## What you are asked to do
Your response should be the complete set of records, reproduced exactly.

*** Given data ***

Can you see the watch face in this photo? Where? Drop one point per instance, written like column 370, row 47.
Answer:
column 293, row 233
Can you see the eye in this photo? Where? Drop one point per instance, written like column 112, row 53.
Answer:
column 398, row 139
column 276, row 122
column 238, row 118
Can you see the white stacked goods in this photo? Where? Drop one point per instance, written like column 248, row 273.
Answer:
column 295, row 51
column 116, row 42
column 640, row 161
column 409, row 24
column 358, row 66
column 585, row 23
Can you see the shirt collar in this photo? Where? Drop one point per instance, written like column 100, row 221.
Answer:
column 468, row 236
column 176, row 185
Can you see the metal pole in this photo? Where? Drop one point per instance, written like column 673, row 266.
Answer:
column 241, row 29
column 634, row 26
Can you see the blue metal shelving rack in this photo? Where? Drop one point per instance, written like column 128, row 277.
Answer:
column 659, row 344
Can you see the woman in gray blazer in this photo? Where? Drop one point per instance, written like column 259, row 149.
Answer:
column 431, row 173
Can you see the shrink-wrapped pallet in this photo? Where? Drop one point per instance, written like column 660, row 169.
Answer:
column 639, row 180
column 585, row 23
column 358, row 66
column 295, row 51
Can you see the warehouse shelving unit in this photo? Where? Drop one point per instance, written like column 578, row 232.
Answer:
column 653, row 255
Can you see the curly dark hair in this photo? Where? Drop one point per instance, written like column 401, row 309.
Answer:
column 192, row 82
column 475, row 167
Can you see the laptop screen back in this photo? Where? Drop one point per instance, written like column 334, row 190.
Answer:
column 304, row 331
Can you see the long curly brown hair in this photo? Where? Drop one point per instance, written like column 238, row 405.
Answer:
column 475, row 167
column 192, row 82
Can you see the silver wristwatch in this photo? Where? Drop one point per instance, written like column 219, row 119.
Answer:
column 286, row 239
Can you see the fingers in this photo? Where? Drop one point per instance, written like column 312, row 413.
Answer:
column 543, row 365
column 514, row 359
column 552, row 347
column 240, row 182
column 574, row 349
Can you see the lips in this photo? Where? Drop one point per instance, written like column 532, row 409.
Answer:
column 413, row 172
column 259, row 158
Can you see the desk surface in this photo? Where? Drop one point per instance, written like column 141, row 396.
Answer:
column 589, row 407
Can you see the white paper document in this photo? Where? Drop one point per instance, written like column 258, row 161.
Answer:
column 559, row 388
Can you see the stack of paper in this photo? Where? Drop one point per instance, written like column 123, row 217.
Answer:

*** End of Given data ***

## Task solution
Can you see the watch face in this photo? Where? Drop one point per instance, written like column 370, row 47.
Answer:
column 293, row 233
Can you see the eye in this photo? Where? Drop one point per instance, written like column 112, row 53.
Answer:
column 398, row 139
column 276, row 122
column 238, row 118
Can you see the white stacked goods in this photo? Where? Drop one point per instance, written like column 248, row 273.
Answer:
column 295, row 51
column 116, row 42
column 640, row 161
column 409, row 24
column 358, row 66
column 585, row 23
Can you see the shirt collar in this photo? Where? Drop one point per instance, written like column 100, row 221.
Answer:
column 468, row 236
column 176, row 185
Can you see the metal pole in this photo? Where? Drop one point per instance, written like column 673, row 266.
Answer:
column 241, row 29
column 634, row 26
Can you see the blue metal shelving rack in this photo? Where? Drop one point per instance, written like column 128, row 277.
Answer:
column 659, row 344
Can you see the woman in gray blazer in this photo? Where? Drop one point per instance, written like column 259, row 149.
Answer:
column 431, row 173
Can you see the shrink-wrapped pallet in this photo? Where? Drop one point per instance, written like column 660, row 169.
Answer:
column 639, row 180
column 585, row 23
column 358, row 66
column 295, row 51
Can you see the warehouse shelving unit in this photo? Where? Drop one point per instance, written like column 578, row 232.
Answer:
column 653, row 255
Can you see the curly dark hair in this photo? Where? Drop one point per instance, written like column 401, row 309.
Answer:
column 192, row 82
column 475, row 167
Can you see the laptop screen back in this photo? Where? Drop one point per instance, written like column 334, row 190.
Answer:
column 304, row 331
Can you see the long curly brown hair in this photo? Where? Drop one point per instance, written like column 238, row 405.
Answer:
column 475, row 167
column 192, row 82
Can you see the silver wristwatch in this photo? Where? Drop one point per instance, written like column 219, row 119.
Answer:
column 286, row 239
Can you see the fingers in this photo? Where? Drop one point per instance, written like column 312, row 413.
Answer:
column 543, row 365
column 514, row 359
column 552, row 347
column 240, row 182
column 574, row 349
Can you see the lips in this photo? Where? Drop one point per instance, written like column 532, row 409.
Answer:
column 413, row 172
column 259, row 158
Can you see the desk surface in this photo? Where? Drop one point per instance, written like column 141, row 396.
Answer:
column 589, row 407
Can you see the white paper document in this photo? Where? Drop one point per instance, written like column 258, row 161.
Answer:
column 559, row 388
Can you see the stack of paper in this photo? Where? Drop one point per instance, written like column 123, row 217.
Answer:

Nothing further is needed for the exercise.